How many lines in the entries below contain the word "output"? Reply with the number alone.

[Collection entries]
--------------------------------------------------

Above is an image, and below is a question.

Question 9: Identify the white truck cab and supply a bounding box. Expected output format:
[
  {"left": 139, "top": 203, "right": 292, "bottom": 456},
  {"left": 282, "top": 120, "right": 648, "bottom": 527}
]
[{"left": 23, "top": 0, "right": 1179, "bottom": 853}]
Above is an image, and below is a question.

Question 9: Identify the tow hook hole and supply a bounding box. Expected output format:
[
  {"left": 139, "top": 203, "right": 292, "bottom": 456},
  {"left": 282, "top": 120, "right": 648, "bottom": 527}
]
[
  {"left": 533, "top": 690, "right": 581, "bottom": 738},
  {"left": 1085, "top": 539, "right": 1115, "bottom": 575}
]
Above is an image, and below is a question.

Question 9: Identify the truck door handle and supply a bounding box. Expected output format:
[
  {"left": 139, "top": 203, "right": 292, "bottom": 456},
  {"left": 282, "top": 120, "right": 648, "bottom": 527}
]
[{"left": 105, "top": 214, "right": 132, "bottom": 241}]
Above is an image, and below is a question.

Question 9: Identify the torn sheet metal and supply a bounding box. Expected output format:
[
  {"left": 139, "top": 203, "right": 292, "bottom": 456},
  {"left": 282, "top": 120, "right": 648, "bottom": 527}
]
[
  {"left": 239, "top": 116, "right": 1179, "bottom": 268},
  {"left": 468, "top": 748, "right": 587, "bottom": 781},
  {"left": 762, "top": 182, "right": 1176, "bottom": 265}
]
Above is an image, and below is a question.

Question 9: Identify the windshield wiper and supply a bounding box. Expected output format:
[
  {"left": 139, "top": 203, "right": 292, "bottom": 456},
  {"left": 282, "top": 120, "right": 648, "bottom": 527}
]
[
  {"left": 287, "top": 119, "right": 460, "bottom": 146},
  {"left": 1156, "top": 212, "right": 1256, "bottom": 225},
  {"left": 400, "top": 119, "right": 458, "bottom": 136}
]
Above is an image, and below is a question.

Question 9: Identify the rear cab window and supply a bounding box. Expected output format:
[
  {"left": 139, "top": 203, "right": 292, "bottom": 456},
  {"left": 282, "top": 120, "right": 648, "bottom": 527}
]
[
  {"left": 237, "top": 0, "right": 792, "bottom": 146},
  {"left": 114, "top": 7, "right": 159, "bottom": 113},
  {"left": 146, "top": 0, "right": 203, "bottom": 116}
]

--------------------------------------------------

SOLUTION FOR THIS PROBLEM: 6